Reproduce the material word for word; the images stay out.

■ Provided information
◆ ◆ ◆ ◆ ◆ ◆ ◆
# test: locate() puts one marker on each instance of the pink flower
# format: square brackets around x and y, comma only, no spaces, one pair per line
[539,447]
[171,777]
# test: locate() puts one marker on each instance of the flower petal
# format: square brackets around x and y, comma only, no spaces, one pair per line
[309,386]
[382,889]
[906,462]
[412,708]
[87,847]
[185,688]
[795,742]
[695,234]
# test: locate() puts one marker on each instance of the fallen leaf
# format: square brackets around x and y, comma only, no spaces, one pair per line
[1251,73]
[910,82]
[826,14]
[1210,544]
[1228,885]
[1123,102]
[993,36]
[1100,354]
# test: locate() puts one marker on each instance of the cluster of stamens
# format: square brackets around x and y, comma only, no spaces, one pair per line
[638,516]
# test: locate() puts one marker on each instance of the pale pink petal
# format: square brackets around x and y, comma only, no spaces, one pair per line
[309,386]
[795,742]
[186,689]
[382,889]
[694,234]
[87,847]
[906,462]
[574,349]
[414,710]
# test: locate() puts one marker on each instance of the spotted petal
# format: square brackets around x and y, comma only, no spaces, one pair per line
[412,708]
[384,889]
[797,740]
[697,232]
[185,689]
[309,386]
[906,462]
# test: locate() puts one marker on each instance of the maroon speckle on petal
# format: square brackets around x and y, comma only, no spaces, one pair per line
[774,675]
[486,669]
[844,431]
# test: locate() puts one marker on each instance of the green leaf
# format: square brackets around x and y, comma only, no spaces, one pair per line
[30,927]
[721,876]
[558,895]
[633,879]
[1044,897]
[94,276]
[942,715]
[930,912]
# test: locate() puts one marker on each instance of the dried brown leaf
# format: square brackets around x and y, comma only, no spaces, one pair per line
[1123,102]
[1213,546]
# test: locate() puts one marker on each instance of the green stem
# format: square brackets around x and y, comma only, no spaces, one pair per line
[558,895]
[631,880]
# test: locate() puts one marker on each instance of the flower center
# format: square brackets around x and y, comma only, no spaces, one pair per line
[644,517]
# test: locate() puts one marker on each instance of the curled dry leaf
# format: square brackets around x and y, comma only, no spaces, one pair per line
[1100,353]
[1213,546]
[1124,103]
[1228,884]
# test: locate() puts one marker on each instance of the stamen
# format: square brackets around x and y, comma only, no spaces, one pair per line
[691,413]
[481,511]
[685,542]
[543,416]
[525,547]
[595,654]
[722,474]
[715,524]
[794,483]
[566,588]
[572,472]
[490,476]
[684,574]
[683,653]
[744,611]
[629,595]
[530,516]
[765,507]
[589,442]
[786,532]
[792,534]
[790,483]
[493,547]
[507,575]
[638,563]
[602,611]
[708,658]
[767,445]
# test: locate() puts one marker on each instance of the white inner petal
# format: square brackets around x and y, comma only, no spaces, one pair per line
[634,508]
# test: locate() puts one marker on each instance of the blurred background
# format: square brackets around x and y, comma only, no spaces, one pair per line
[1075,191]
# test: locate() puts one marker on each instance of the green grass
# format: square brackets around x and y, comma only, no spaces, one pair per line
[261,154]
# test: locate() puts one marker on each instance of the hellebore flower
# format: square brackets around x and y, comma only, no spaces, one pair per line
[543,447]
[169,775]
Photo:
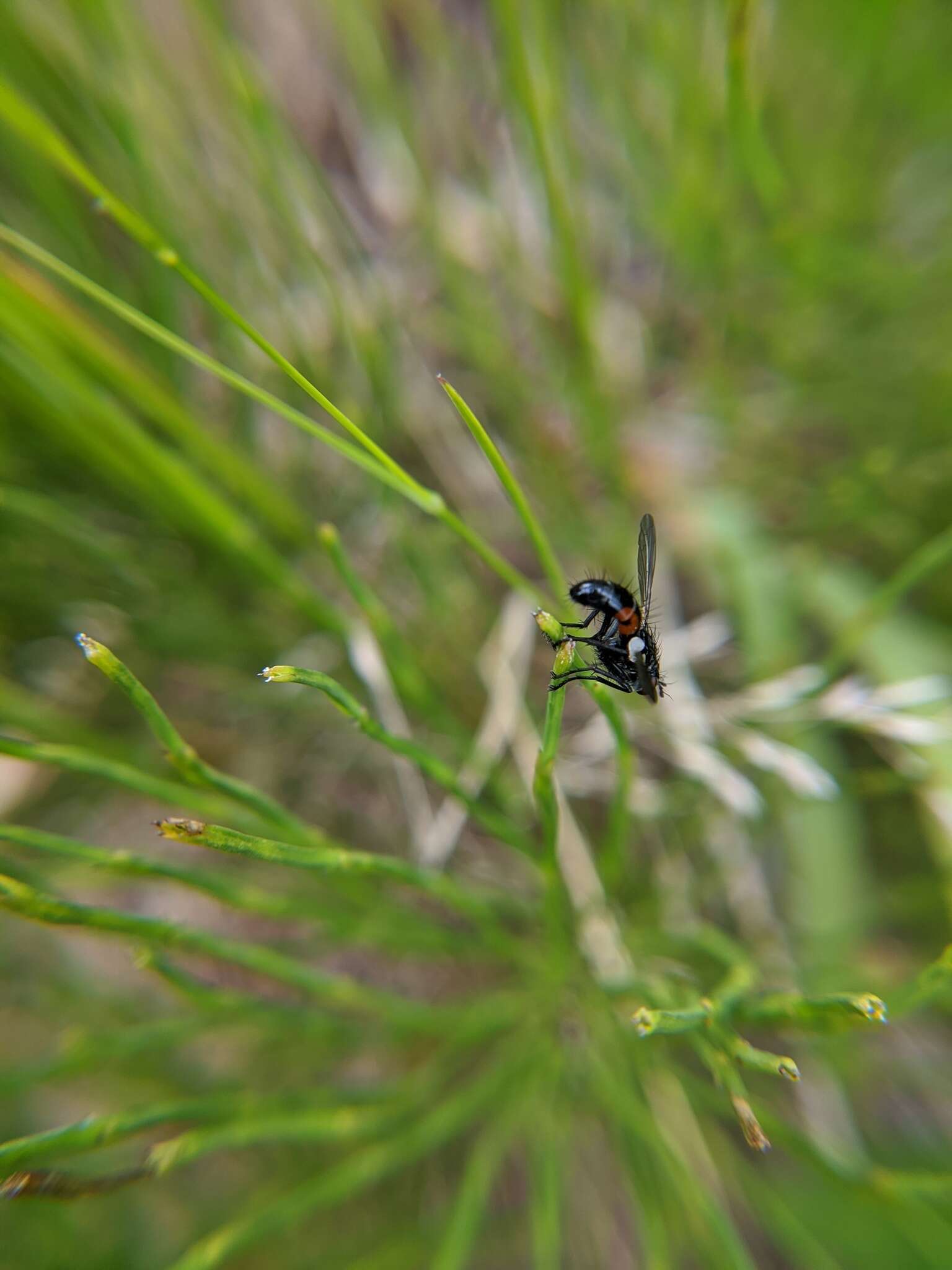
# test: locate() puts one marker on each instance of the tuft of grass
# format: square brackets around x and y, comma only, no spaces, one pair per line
[568,1032]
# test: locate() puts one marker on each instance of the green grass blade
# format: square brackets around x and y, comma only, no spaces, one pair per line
[537,535]
[428,763]
[182,756]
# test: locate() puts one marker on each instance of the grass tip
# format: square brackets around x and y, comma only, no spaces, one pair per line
[179,828]
[644,1021]
[751,1127]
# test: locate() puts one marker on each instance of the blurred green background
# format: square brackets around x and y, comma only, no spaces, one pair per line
[690,258]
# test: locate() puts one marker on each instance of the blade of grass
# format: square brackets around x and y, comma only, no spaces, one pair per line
[333,860]
[427,499]
[182,756]
[75,758]
[544,548]
[335,991]
[42,136]
[356,1175]
[546,1169]
[128,865]
[226,463]
[483,1162]
[94,1132]
[427,762]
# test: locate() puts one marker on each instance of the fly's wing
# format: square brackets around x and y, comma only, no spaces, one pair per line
[646,561]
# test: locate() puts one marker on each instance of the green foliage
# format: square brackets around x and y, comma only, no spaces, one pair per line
[470,973]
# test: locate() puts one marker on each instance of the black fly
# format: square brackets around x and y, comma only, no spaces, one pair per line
[626,644]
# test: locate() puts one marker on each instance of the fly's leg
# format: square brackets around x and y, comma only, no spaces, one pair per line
[579,677]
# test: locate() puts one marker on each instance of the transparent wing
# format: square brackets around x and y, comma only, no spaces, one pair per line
[646,561]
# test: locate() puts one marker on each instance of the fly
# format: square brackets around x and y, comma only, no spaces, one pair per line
[626,644]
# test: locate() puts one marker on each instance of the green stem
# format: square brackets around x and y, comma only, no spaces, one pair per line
[74,758]
[544,548]
[427,499]
[333,860]
[182,756]
[433,768]
[335,991]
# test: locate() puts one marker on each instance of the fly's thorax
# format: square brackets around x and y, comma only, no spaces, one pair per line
[628,620]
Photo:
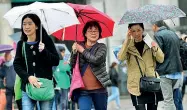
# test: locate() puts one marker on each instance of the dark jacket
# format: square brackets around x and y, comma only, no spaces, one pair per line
[96,60]
[183,54]
[113,77]
[169,43]
[39,63]
[10,74]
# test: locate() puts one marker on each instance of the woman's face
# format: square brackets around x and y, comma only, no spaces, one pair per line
[29,27]
[92,34]
[137,32]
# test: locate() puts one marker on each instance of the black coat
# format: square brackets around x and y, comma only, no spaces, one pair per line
[96,60]
[39,63]
[169,43]
[113,76]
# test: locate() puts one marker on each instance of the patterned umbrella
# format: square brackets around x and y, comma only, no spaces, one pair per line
[5,48]
[151,13]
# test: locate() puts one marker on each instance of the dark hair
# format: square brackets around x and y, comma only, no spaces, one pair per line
[113,64]
[140,24]
[91,24]
[161,23]
[37,22]
[61,48]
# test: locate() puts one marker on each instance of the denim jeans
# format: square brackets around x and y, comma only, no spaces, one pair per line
[115,95]
[96,97]
[61,99]
[177,96]
[29,104]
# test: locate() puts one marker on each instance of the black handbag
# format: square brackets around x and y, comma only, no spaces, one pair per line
[149,84]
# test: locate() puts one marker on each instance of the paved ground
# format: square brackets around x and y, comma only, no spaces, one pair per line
[126,104]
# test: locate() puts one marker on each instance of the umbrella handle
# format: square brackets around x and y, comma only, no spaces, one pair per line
[41,32]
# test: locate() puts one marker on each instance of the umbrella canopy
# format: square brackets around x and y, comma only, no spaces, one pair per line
[151,13]
[67,52]
[16,36]
[5,48]
[53,16]
[86,13]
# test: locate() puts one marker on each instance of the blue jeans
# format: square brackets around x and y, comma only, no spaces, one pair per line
[96,97]
[61,99]
[115,95]
[177,96]
[29,104]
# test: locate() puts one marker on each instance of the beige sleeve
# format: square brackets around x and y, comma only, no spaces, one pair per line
[122,55]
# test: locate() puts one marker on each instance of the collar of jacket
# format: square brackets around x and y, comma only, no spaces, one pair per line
[132,49]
◆ ◆ ◆ ◆ ◆ ◆ ◆
■ Solution below
# test: locate() puts one marker on each instance of the pink flower
# format: square brackets around x and y, comma only, no spaces, one pair per line
[539,447]
[171,777]
# test: locate() puts one marker on each instance of the flower petal
# format: square brackets around x and y, comma only, no spaces, one pair per line
[309,386]
[382,889]
[906,462]
[412,708]
[87,847]
[185,688]
[795,742]
[695,234]
# test: locate() puts one marker on each instance of the fallen leaf
# format: square brackets around x and y, comma only, no spaces, one pair per line
[1251,73]
[910,82]
[826,14]
[1210,544]
[1228,885]
[1123,102]
[993,36]
[1100,354]
# test: locate() puts one marker on each instance of the cluster of stamens
# format: square brackets around x and y, comma only, no spaces, one pair per line
[638,516]
# test: locate() puts one marker on each instance of the pale pink petal
# format: square brackets around x and y, comma only, no spaces, one pair per line
[309,386]
[795,742]
[186,689]
[382,889]
[694,234]
[87,847]
[906,462]
[574,349]
[414,710]
# test: locate() puts one marker on each instance of the spotted petal
# format: square brackets around x and y, comma only, no spaces, one pair per line
[412,708]
[384,889]
[797,740]
[697,232]
[185,689]
[309,386]
[906,462]
# test: locate() puts one marker on each instance of the maroon speckle on petal
# format: square brackets around x and y, comma only, no spaces, one pair per line
[774,675]
[486,669]
[844,431]
# test: locate() puts one marker on each instance of the green leaf
# format: square brackets around x and y, comma only, no spaces, one pair per line
[30,927]
[721,876]
[558,895]
[633,879]
[1044,897]
[94,276]
[942,715]
[930,912]
# test: locate() puts one marker on each instance of the dried brown leaf
# format: square brackets around x and y, comma only, no spaces, one pair per line
[1123,102]
[1213,546]
# test: locate() puts one marker on each instance of the green stem
# format: square brackets around x and y, comma only, no spaces, one pair per line
[558,895]
[631,880]
# test: locate() puts one marker on each instance of the flower center
# format: square brackets around x and y, comma only, no spaces, one pair per line
[644,517]
# test: locate() puts one marker on each instance of the curled dry leaf
# format: square brackets around x and y, comma only, no spaces, one pair per line
[1100,353]
[1213,546]
[1124,103]
[1228,884]
# test: locate() puts one marker on each instance of the stamen
# format: square brackets around x and y, comma only, no spaces, one pair per line
[691,413]
[481,511]
[685,542]
[543,416]
[525,547]
[595,654]
[722,474]
[715,524]
[794,483]
[566,588]
[572,472]
[490,476]
[684,574]
[683,653]
[744,611]
[629,595]
[530,516]
[765,507]
[589,442]
[786,532]
[792,534]
[790,483]
[493,547]
[507,575]
[638,563]
[602,611]
[708,658]
[767,445]
# test: locate() puts one marker on each instance of the white inner petal
# format: square brackets around x and y, comma only, no spaces, one pair per line
[634,508]
# test: locate() puts one marker on each instance of the blurred background
# format: square brackets around x and y, comma only, no spaces, one pair per line
[1075,191]
# test: locate() puts one marker on each instance of the green grass
# format: square brackets around x and y, comma only, no spaces, one pair per line
[261,154]
# test: locate() puts one marker on each instance of the hellebore flower
# format: square brackets around x and y, comma only, no spaces, one pair per line
[543,447]
[169,775]
Photo:
# test: locate() puts one marker on each instance of the tuft of grass
# format: square brackets around x and y, comma only, no spaces, one pair per line
[568,1032]
# test: locate() puts one marker on each instance of the green grass blade
# format: square brackets around x and y, comma only, no spaces, one pair per line
[537,535]
[428,763]
[182,756]
# test: locate() puts one marker on each instance of the grass tip
# format: square brackets around x and y, comma only, no spaces, one pair per line
[179,828]
[644,1021]
[751,1127]
# test: locate() puts one marker on each instance of the blurred green background
# format: square brackets around x and y, comma only, no spaces, one pair per line
[690,258]
# test: locate() puts one marker on each instance of the blade of grass
# format: square brackets around x and y, comma only, no spaces, one pair per line
[333,860]
[427,499]
[182,756]
[75,758]
[544,548]
[335,991]
[42,136]
[356,1175]
[546,1169]
[128,865]
[226,463]
[483,1162]
[94,1132]
[427,762]
# test: locate() puts one marker on each instance of the fly's wing
# format: square brackets around x and y, comma only, no spaces, one pair per line
[646,561]
# test: locate() puts one marker on each instance of the green foliage
# format: square brackets around x and y, comma only, no spaces, one pair per line
[470,973]
# test: locate() puts one marker on each instance of the black fly
# format: square brackets around x and y, comma only, no spaces, one pair per line
[626,644]
# test: locate() puts one marker on each instance of the fly's leg
# format: square brackets around x and y, comma only, no spaces, one pair per line
[579,677]
# test: locate() puts one marker on each instance of the transparent wing
# format: square brackets around x and y, comma only, no spaces, one pair per line
[646,561]
# test: locate() puts one marker on each instance of the fly
# format: square brackets around x and y, comma only, no spaces, one pair per line
[626,644]
# test: locate() puts one marker on each instance of the green stem
# format: square brackets around x and y, comma only, no spaces, one pair per line
[74,758]
[544,548]
[427,499]
[333,860]
[182,756]
[433,768]
[335,991]
# test: locate() puts one marker on each instance of the fly's thorax
# format: square brackets around x and y, comma only, no spaces, one pair per line
[628,620]
Photo:
# test: locate() puts one marker on each instance of the dark jacket
# format: square brackets around x and y, comma only, no spaces, one pair per line
[96,60]
[183,54]
[113,77]
[169,43]
[39,63]
[10,74]
# test: locate() puts one marker on each instance of the woman's face
# format: square brackets around x and y, comma only, no spaces, one pair per line
[29,27]
[92,34]
[137,32]
# test: locate() puts one marker on each instance of the black coat
# format: square brackets around x and y, comma only, no spaces, one pair per line
[96,60]
[39,63]
[169,43]
[113,76]
# test: locate() puts one marker on each instance of the patterned umbrella
# format: square brackets around x and y, comma only, no spaces, one pair per line
[5,48]
[151,13]
# test: locate() puts one marker on each instance of the dark hair
# format: square brackets around x and y, comma only, no spaces, one pair per line
[113,64]
[140,24]
[91,24]
[161,23]
[37,22]
[61,48]
# test: locate() puts one marker on each instance of the denim jeans
# format: square brackets around x and y, comma only, no spaces, one pair per line
[115,95]
[96,97]
[61,99]
[177,96]
[29,104]
# test: locate() puts one marker on each instance of the black handbag
# format: square brackets around x and y, comma only, no spaces, one pair per line
[149,84]
# test: locate() puts one marker on each instance of the paved ground
# format: square brackets around x and y, comma only, no spaces, one pair per line
[126,104]
# test: locate() puts one marker on each instance of the umbrella handle
# format: square brackets around x and y, comma only, no spaces, one pair per line
[41,32]
# test: locate() puts one marker on each instance of the umbrella canopy
# format: square brackets around x and y, comma only, no spaces, one pair per line
[151,13]
[67,52]
[16,36]
[5,48]
[53,16]
[86,13]
# test: locate() puts one marker on each instance of the blue jeans
# format: square brackets around x and y, comma only, no spaces, one pair per line
[96,97]
[61,99]
[115,95]
[177,96]
[29,104]
# test: locate() puts one marker on each instance of the beige sleeve
# format: square brackets around x and y, comma only, no spaces, one pair per line
[122,55]
# test: locate() puts one marker on each instance of the collar of jacket
# format: square brackets around x and y, comma only, no spaces, one pair per line
[132,49]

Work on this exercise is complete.